> _Work required_:
In the records below, find the line containing "Target: wooden table plank"; copy exactly that line and all lines after it to the end, and nothing else.

> _Point localization data_:
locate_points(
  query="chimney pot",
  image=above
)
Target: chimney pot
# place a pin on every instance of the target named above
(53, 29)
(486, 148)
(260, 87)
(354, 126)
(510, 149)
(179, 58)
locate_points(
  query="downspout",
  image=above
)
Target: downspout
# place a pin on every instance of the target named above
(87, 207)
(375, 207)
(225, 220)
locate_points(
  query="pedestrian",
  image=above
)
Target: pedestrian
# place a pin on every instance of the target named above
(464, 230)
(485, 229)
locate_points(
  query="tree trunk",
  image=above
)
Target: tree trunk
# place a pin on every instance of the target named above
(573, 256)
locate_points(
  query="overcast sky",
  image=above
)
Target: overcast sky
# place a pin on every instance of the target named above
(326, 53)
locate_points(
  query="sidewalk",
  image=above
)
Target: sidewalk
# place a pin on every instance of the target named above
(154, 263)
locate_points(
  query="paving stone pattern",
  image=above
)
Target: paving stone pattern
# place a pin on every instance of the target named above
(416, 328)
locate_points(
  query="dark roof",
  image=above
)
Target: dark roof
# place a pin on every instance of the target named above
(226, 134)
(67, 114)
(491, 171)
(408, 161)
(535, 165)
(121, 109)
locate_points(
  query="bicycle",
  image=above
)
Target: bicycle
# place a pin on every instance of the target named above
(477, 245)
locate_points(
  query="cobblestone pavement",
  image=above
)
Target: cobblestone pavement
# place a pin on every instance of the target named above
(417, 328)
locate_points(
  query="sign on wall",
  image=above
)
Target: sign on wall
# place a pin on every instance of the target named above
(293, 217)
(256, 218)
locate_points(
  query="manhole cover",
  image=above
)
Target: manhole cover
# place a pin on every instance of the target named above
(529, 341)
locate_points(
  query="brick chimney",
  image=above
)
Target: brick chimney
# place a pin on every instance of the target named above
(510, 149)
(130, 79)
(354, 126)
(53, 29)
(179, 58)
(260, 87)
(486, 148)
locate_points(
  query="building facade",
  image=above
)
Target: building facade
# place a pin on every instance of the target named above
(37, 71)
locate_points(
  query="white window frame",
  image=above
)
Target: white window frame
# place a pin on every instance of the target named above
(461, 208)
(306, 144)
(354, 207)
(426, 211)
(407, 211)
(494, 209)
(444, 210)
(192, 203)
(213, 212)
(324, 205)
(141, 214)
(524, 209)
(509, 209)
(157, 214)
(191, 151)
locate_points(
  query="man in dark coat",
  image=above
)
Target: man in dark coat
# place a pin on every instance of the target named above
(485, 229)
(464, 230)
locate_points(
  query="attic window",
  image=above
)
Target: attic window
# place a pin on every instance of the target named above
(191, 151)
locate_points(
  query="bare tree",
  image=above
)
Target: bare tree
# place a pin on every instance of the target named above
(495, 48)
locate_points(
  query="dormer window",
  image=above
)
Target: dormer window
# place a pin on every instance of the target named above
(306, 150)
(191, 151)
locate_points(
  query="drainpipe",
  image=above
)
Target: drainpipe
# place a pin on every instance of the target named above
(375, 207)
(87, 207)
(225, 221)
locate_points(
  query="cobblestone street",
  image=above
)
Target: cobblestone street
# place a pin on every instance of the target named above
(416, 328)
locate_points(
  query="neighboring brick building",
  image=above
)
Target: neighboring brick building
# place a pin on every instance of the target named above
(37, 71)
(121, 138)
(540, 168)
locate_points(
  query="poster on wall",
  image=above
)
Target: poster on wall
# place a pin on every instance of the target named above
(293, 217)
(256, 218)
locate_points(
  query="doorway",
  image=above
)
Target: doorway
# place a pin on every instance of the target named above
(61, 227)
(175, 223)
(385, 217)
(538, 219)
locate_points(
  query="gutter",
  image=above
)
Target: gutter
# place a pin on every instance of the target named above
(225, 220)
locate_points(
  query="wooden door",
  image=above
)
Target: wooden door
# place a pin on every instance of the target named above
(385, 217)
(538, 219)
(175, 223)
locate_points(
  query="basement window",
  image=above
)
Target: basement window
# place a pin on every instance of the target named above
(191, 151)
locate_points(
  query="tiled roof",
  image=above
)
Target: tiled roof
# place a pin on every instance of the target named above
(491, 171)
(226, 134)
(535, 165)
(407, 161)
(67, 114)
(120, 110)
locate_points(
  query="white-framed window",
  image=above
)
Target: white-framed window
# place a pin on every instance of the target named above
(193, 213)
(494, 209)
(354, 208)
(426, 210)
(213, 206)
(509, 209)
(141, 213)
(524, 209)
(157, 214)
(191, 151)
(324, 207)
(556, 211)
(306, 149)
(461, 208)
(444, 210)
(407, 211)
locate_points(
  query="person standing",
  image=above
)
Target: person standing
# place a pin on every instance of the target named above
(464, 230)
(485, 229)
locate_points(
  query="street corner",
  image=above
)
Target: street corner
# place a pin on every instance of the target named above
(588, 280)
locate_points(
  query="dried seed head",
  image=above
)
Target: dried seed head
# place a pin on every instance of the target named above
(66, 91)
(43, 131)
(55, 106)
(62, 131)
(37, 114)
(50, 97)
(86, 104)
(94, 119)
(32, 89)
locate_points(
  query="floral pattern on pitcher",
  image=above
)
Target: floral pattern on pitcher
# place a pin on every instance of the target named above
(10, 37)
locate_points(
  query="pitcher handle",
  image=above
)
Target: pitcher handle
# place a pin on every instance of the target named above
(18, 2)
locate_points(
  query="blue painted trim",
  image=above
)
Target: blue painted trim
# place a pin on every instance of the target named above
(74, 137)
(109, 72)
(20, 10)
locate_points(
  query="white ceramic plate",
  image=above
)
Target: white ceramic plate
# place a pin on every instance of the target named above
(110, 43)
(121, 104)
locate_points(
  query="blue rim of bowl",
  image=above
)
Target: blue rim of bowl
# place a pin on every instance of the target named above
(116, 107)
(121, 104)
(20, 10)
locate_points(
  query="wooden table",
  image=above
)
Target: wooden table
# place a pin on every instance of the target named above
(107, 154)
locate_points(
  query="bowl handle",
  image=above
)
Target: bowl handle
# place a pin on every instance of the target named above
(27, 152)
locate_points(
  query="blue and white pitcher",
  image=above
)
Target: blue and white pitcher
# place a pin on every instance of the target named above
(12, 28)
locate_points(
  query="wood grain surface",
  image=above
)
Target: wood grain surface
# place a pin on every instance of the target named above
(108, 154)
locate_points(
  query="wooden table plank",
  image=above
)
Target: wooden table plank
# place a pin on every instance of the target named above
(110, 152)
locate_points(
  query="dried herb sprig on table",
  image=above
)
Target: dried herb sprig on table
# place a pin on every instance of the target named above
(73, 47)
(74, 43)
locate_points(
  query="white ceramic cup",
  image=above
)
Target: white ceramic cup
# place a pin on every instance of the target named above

> _Task result_:
Target: wooden table plank
# place a pin on every instance of the target named above
(110, 152)
locate_points(
  query="dried herb sprig on table",
  image=above
)
Target: dried herb sprig on table
# place a pin on every instance of the target named above
(73, 47)
(74, 43)
locate_points(
  query="white ceramic cup",
  image=above
)
Target: white ceramic cup
# place a pin on every instance of the target named above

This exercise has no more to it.